_WHAT THE TASK ASKS:_ Omit every picture while repeating the entries exactly.

------ PROVIDED RECORDS ------

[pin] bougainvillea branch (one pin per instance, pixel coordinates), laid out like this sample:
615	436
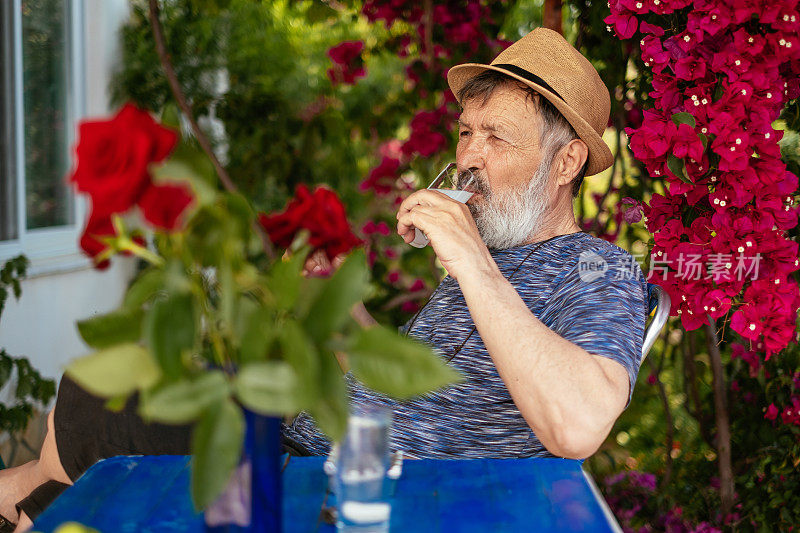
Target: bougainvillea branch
722	419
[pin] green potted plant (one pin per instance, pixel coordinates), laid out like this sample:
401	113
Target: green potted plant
221	323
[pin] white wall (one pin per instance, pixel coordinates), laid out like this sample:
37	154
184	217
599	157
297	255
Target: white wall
61	290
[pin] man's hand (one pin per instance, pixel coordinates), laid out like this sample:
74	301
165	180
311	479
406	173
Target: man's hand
318	265
450	228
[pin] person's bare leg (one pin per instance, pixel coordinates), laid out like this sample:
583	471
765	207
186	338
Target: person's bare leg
24	523
16	483
49	461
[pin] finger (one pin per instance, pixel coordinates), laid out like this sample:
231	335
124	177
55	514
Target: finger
422	218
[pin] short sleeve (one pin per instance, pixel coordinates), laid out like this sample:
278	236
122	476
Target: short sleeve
600	304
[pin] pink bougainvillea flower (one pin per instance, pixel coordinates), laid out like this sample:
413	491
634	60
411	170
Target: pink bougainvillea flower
686	143
348	65
624	25
771	412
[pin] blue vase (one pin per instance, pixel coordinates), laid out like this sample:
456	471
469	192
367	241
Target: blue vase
251	502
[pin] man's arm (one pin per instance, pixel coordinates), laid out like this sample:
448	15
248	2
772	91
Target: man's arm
569	397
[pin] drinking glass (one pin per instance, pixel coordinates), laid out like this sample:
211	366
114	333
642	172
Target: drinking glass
454	184
361	464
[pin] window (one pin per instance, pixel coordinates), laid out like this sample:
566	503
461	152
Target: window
40	73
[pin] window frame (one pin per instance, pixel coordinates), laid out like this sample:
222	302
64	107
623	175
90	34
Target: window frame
52	249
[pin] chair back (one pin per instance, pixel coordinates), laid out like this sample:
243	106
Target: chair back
658	305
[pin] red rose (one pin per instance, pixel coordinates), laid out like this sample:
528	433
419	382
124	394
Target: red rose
91	241
162	205
114	155
321	213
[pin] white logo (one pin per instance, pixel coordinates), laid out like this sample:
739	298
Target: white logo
591	266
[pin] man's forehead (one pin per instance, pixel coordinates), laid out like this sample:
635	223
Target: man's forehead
506	107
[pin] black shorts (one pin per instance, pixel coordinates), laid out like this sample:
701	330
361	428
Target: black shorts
86	431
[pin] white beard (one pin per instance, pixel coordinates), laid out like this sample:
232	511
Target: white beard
511	217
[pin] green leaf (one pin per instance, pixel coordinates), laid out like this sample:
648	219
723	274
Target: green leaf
123	325
302	355
256	335
216	450
268	388
115	371
684	118
144	288
677	167
331	410
183	401
170	331
331	308
397	366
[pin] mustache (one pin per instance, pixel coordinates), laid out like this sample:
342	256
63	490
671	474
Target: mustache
480	183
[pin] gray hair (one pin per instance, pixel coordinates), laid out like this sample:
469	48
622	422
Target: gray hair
554	131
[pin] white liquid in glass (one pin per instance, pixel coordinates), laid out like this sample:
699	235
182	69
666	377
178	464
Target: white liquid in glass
420	240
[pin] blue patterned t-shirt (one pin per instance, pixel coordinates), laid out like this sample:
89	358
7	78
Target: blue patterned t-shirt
587	290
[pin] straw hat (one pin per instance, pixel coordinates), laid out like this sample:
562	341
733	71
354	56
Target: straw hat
545	61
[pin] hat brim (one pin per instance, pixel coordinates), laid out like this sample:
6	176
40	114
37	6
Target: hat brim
600	157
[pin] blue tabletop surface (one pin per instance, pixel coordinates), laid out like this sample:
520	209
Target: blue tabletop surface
151	494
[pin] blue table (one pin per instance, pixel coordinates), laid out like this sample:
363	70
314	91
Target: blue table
151	494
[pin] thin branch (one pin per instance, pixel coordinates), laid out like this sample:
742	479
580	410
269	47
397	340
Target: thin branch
670	431
186	109
722	420
694	406
427	27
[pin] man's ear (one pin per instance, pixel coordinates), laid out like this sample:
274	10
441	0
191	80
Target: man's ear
571	159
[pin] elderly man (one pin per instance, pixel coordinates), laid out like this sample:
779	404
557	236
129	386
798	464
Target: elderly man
545	322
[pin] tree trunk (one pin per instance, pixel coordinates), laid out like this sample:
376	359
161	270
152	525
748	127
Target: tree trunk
551	15
722	421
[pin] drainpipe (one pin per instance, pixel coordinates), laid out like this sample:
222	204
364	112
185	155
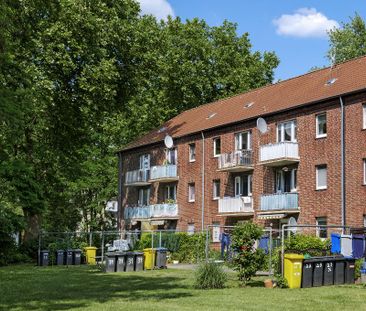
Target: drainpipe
343	155
203	182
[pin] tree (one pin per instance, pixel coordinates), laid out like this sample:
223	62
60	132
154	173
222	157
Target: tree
349	41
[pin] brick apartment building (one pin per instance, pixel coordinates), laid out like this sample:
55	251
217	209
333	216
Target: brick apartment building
309	163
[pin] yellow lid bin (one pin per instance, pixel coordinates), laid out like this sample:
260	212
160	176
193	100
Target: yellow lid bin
149	258
293	270
91	253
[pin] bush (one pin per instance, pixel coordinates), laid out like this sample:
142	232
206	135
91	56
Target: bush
210	275
247	260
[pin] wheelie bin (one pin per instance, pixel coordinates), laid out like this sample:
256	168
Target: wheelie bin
161	257
121	261
349	277
293	269
149	258
130	261
139	261
60	257
110	265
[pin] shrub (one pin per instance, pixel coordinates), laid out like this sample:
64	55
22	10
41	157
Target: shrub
247	260
210	275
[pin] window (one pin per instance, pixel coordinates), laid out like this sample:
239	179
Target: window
286	131
243	141
216	189
171	193
217	146
286	180
243	186
321	177
321	232
144	162
191	192
192	152
171	156
321	125
190	229
144	197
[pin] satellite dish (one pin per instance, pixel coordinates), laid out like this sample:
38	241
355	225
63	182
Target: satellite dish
292	222
168	141
262	125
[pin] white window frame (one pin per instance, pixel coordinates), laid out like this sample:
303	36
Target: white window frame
239	140
216	191
192	152
319	221
317	168
238	187
214	146
191	192
145	161
318	135
281	131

------

_THE COMPLETED TASK:_
[pin] bougainvillea branch (one pin per instance, pixel coordinates), laid out like this sample:
615	436
Target: bougainvillea branch
722	419
[pin] green potted plant (one pin per instance, pixel coordinates), laid out like this sample:
401	113
Target: green potted plant
221	323
[pin] white wall (one pin per instance, pixel coordinates), laid out like this sample:
37	154
184	217
599	157
297	255
Target: white wall
61	290
[pin] man's hand (one pin per instance, pixel coordinates), laid out like this sample:
74	301
165	180
311	479
406	173
Target: man's hand
318	265
450	228
[pin] person's bare leg (one pin per instance, pixel coordinates), laid out like this sample:
583	471
765	207
186	338
Target: person's bare leg
24	523
16	483
49	461
[pin] finger (one pin per instance, pixel coordinates), laid out like this sample:
231	335
124	177
55	514
Target: finger
422	218
[pin] short sleeve (one pin per instance, pixel coordinates), laid out like this sample:
278	236
122	476
Target: short sleeve
600	304
[pin] pink bougainvillea flower (one pin per instance, pixel coordinates), laid out like this sample:
413	491
634	60
411	170
Target: pink bougainvillea flower
686	143
348	65
624	25
771	412
[pin] blue vase (one pin per instance, pixel coordinates), laid out like this sample:
456	471
469	192
367	241
Target: blue vase
251	502
[pin] man's arm (one pin per instance, pixel coordinates), laid out like this sample:
448	15
248	2
772	91
Target: man's arm
569	397
[pin] drinking glass (one pin per instance, pixel coordinates), laid out like this sample:
211	366
114	333
642	172
Target: drinking glass
454	184
361	464
[pin] window (one pin per instance, pixel coordinates), laid out like this sample:
566	503
461	152
Target: window
40	73
[pin] window frame (one pin per instance, pixel coordinates), laid out like this sample:
222	302
64	107
623	175
90	34
Target: window frame
52	249
[pin] chair back (one pin per instance, pixel coordinates), laid out like this sample:
243	106
Target: chair back
658	305
[pin] red rose (one pin per instance, pixel coordinates), laid out like this sample:
528	433
419	382
124	394
Target: red rose
91	241
162	205
114	155
321	213
[pin] white logo (one pin per instance, pixel coordinates), laid out like this sample:
739	298
Target: white logo
591	266
[pin] man's forehead (one pin per instance, pixel coordinates), laid out like this sample:
635	223
Target: man's forehead
506	107
[pin] black shorts (one pin per instance, pixel coordinates), laid out like this sample:
701	330
361	428
Target: black shorts
86	431
[pin] white beard (one pin per instance, pixel coordinates), laid out like this sample:
232	511
Target: white beard
511	217
[pin] green leaf (one pin per instance, pixel coordinates), laid out like this sample:
648	219
723	274
Target: green leaf
123	325
302	355
256	335
216	450
268	388
115	371
684	118
144	288
677	167
331	410
183	401
170	331
331	308
397	366
[pin] mustache (one pin per instance, pixel coordinates), laid out like this sample:
342	256
63	490
671	474
Target: mustache
480	183
[pin] gray hair (one pin per instance, pixel coordinates), laid out like this sample:
469	48
622	422
Target: gray hair
554	131
[pin] white liquid in glass (one pin per instance, pixel coordinates), laid out like this sample:
699	235
182	69
666	377
178	464
Target: white liquid in glass
420	240
[pin] blue patterned t-shirt (one pin per instance, pixel coordinates), laid out like this sample:
89	358
7	78
Target: blue patterned t-shirt
587	290
[pin] straw hat (one pin per instance, pixel coordinates), laid out like this sample:
562	341
733	71
354	56
Target: straw hat
545	61
[pin] hat brim (one pin per instance, pixel coordinates), laid out like this sample:
6	176
40	114
37	6
Target: hat brim
600	157
[pin] blue tabletop surface (one pin per instance, pixel coordinates), laid out like this sample:
520	209
Target: blue tabletop surface
151	494
[pin] blue table (one pin per instance, pixel coordinates), laid out like this sample:
363	70
314	91
Target: blue table
151	494
[pin] thin branch (one pin per instance, pixel coordinates), laid out like this sample:
742	479
580	410
269	47
397	340
Target: thin branch
670	431
186	109
722	420
694	406
427	27
[pin] man's ear (one pin per instance, pixel coordinates), laid out like this sample:
274	10
441	0
191	80
Target: man's ear
571	159
[pin] elderly man (one pin per instance, pixel coordinates), laid out like this sample:
779	404
557	236
129	386
798	464
Target: elderly man
545	322
[pin] tree trunk (one pin per instance, pixel coordinates), laid out like this sample:
376	359
161	270
152	525
748	127
Target: tree trunk
551	15
722	421
[pin] drainpipe (one pin per instance, pixel coordinates), laid out like this sample:
222	204
364	112
185	155
Target: drainpipe
343	155
203	182
[pin] tree (one pin per instance, pixel coordinates), laid out like this sample:
223	62
60	132
154	173
222	157
Target: tree
349	41
[pin] brick apartment building (one pin per instance, pixel coordinates), laid out like this sample:
55	251
217	209
333	216
Target: brick apartment building
309	163
[pin] yellow lid bin (one pin per instance, pixel coordinates), laid out like this sample:
260	212
160	176
193	100
Target: yellow lid bin
149	258
293	270
91	253
[pin] bush (one pin per instance, pixel coordinates), laid out like this sample:
142	232
206	135
91	56
Target: bush
210	275
247	260
[pin] wheelie bin (one pin per instance, pixel coordinates), laid out like this sample:
256	168
Target: wheelie bin
161	257
121	261
349	277
293	269
149	258
130	261
139	261
60	257
110	265
[pin] shrub (one pin per instance, pixel coordinates), laid out like this sample:
64	55
22	10
41	157
Target: shrub
247	260
210	275
[pin] window (one pin per instance, pixel coordinates), laid out like this sample:
239	179
Target: window
286	131
243	141
216	189
171	193
217	146
286	180
243	186
321	177
321	232
144	162
191	192
192	152
171	156
321	125
190	229
144	197
[pin] satellite dish (one pin per instance, pixel coordinates), laid out like this sample:
38	241
355	225
63	182
Target: satellite dish
292	222
168	141
262	125
[pin] white window frame (one pin per instance, pixel coordinates), laid out like this sample:
303	36
Target: white window frame
239	140
216	191
192	152
319	221
317	168
238	187
214	146
191	192
145	161
318	135
281	131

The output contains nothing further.